* Task to carry out
Reproduce the listing below verbatim, omitting the pictures.

* Data extract
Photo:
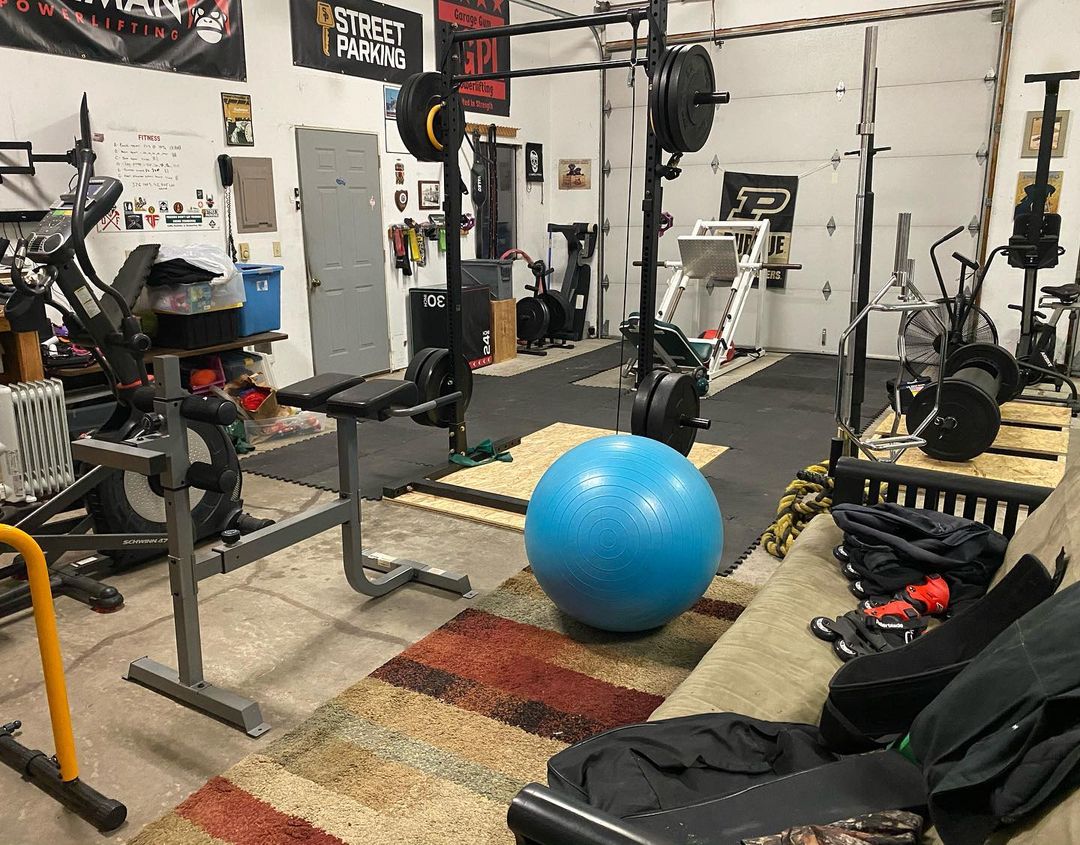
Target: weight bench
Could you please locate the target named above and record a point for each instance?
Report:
(347, 399)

* Solution
Photo:
Target: weight bench
Could you please locate the target named above and record a point for each instance?
Report:
(347, 399)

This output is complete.